▶ [Task input]:
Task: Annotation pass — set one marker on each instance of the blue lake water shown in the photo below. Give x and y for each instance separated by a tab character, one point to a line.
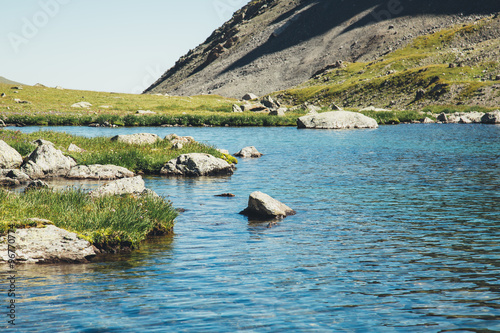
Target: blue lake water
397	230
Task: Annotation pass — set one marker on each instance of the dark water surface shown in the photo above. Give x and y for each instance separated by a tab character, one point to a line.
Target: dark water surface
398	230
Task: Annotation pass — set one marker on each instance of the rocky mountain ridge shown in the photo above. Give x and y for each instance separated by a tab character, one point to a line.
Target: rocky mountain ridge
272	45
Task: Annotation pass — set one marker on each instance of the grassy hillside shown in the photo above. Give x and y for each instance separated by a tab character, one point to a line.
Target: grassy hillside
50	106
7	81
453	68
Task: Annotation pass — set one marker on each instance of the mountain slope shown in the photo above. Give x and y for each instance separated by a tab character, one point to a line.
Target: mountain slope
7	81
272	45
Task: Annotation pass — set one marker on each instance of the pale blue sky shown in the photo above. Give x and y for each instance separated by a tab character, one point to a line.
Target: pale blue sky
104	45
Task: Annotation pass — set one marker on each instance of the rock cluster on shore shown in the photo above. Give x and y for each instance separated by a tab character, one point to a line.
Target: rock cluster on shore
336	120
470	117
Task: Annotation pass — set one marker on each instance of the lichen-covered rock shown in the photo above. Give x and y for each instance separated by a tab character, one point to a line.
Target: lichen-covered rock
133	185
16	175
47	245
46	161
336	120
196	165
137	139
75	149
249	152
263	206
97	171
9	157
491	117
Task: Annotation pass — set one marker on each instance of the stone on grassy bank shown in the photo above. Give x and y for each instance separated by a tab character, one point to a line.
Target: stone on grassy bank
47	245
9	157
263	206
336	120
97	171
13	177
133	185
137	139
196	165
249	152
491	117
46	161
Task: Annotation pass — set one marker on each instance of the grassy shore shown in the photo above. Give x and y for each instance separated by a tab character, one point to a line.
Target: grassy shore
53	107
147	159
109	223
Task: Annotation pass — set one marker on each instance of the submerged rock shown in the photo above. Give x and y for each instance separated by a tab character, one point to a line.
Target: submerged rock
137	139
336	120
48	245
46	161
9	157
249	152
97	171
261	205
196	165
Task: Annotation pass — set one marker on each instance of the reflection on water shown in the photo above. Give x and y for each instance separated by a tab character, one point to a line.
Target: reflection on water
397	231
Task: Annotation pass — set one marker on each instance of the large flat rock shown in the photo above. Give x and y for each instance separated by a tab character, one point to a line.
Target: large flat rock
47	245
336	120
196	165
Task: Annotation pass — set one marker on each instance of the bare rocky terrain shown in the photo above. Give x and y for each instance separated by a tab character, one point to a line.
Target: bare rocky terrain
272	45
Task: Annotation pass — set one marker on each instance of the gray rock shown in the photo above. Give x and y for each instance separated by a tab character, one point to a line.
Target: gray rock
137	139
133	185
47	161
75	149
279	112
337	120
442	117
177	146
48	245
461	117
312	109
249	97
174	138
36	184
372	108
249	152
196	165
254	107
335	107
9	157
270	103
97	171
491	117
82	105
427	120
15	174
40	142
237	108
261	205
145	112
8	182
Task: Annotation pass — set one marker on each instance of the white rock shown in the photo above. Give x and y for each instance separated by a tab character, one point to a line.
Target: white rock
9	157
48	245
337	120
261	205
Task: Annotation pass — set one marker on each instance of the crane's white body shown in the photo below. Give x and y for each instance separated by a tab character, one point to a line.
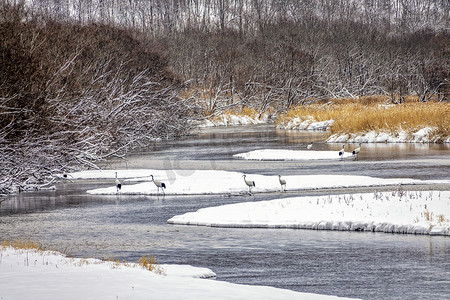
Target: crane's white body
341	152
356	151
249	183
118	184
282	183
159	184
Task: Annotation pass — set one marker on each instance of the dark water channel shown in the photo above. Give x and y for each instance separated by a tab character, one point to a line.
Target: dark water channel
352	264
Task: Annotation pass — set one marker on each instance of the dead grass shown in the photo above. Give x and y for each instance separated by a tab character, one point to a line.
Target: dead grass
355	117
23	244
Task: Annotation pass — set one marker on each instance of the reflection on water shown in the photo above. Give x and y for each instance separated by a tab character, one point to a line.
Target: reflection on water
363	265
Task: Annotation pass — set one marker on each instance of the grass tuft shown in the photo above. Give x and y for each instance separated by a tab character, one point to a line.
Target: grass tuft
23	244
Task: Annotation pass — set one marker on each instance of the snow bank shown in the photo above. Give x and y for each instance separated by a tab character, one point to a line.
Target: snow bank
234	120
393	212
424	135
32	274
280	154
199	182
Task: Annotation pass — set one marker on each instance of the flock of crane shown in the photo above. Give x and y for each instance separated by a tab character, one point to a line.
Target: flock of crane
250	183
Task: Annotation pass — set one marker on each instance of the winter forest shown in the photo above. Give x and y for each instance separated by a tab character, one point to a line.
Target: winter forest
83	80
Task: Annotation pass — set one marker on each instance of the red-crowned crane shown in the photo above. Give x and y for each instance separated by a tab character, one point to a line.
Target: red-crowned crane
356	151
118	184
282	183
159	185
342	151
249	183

▶ [Work to complete]:
The task calls for duplicating the data exactly, with no images kept.

▶ [Solution to this task]:
Task: Annotation pass — set one marker on each instance of the blue lake water shown in the photo below. Give x and y for each instance separated by a tab character, one point to a line.
Target: blue lake water
397	230
Task: Annotation pass — set one marker on each instance of the dark water surface shown in the photo above. Give x and y for each instance separated by a tab character, one point to a line.
Target: dark water surface
398	230
Task: Annotation pass — set one marker on each instance of the rocky mountain ridge shown in the photo above. Give x and y for each instance separated by a tab character, one point to a line.
Target: rocky mountain ridge
272	45
Task: Annotation pass — set one marker on each instance of the grassy hillside shown in the photo above. Give x and y for each instance separated by a tab character, one point to a line.
Target: grassy hillside
50	106
7	81
453	68
Task: Annotation pass — set one marker on each instance of the mountain slope shown in the photo above. Give x and y for each instance separated by a tab character, one point to a line.
Target: mountain slope
7	81
272	45
Task: Annotation pass — set one marker on each instance of the pale blue sky shown in the photo above. Give x and y for each instance separated by a tab character, one point to a line.
Target: pale blue sky
104	45
Task: Annotation pass — set one marker on each instance of the rock cluster on shore shown in the photo above. Give x and y for each instance separated by a tab character, one point to a line.
Target: rock cluster on shore
336	120
470	117
Task: Annotation pass — set one marker on each instance of the lichen-covered rock shown in the photo above. Give x and y for each instance separated by a tab character, one point to a line.
Target: lichen-covered rock
133	185
16	175
47	245
46	161
336	120
196	165
137	139
75	149
249	152
263	206
97	171
9	157
491	117
Task: Annotation pass — set one marker on each instance of the stone on grassy bank shown in the photo above. Give x and y for each instance separated by a tab character, one point to a line.
Target: stone on grassy bank
47	245
9	157
263	206
336	120
97	171
13	177
133	185
137	139
196	165
249	152
491	117
46	161
Task: Annotation pass — set one marker on each instance of the grassy shore shown in the photo above. Give x and y for each instance separated by a tab character, one point to a line.
Target: grassy shore
53	107
147	159
109	223
Task: Annotation pass — set one marker on each instance of the submerged rock shown in the photo above. Give x and y for each instance separated by a tab character, one point to a line.
Target: submerged rock
137	139
336	120
48	245
46	161
9	157
249	152
97	171
261	205
196	165
Task: Annotation pass — set one marker on each instance of the reflection on water shown in the photo above. Give x and y for each instance separated by a tab character, one point to a line.
Target: reflection on water
397	231
Task: Annotation pass — set one marker on each instance of the large flat rock shown in the photo above. Give x and y for each instance separated by a tab character, one point to a line.
Target: large flat rock
47	245
336	120
196	165
Task: Annotation pass — set one marker on each instance of the bare rocky terrain shown in the photo above. Give x and y for each instance separated by a tab character, one point to a line.
Target: bare rocky terrain
272	45
Task: Annotation pass — set one marker on each instance of the gray rock shown in the photo above. Give x and y for each instance separated by a tab character, one point to a line.
Target: gray rock
137	139
133	185
47	161
75	149
279	112
337	120
442	117
177	146
48	245
461	117
312	109
249	97
174	138
36	184
372	108
249	152
196	165
254	107
335	107
9	157
270	103
97	171
491	117
82	105
427	120
15	174
40	142
237	108
261	205
145	112
8	182
Task: Annotation pass — set one marker on each instance of the white rock shown in the photo above. Give x and y for each instance separated by a tab character, one point to a line.
Target: white rock
9	157
48	245
337	120
261	205
Task: Annotation pass — set one marker on each instance of the crane's white body shown in the photo below. Give x and y for each instance separated by a tab character, one point to a line.
Target: crane's white body
341	152
356	151
249	183
118	184
282	183
159	184
Task: Annotation pass — set one marker on each instance of the dark water channel shown in the photo above. Give x and y for each instance separated by a tab character, one point to a line.
Target: dark water channel
352	264
Task: Annotation pass — set one marker on each instance of the dead grass shown in the photo above. Give x and y for each instance separated by a tab character, one point to a line.
Target: dead grass
355	117
23	244
Task: Annotation pass — set one marker on each instance of the reflection on water shown in the photo above. Give x and y for each instance separated by a tab character, one point to a line.
Target: reflection on water
363	265
Task: Annotation pass — set one marker on each instance of the grass tuft shown in the photo above. Give x and y for each instance separated by a tab character, one point to a line.
Target: grass tuft
23	244
Task: Annotation pass — set one marker on each instance of the snow bank shown in the photo above. Give x and y for each instance separated by a tab character, one point to a line.
Target: snow bank
234	120
393	212
424	135
32	274
280	154
199	182
Task: Annotation pass — set one marker on each instance of the flock of crane shown in the photo above. Give x and y for each instance separated by a tab character, one point to a line.
Target: flock of crane
250	183
Task: Annotation pass — set one marker on each instance of the winter forest shown in the photo above. Give x and y for each instance separated by a tab character, one point to a line.
Target: winter forest
83	80
Task: Annotation pass — set one marker on each instance of the red-crowned crane shown in the photo above. Give x and y for each instance separated by a tab character, one point to a line.
Target: red-crowned crane
356	151
118	184
282	183
159	185
342	151
249	183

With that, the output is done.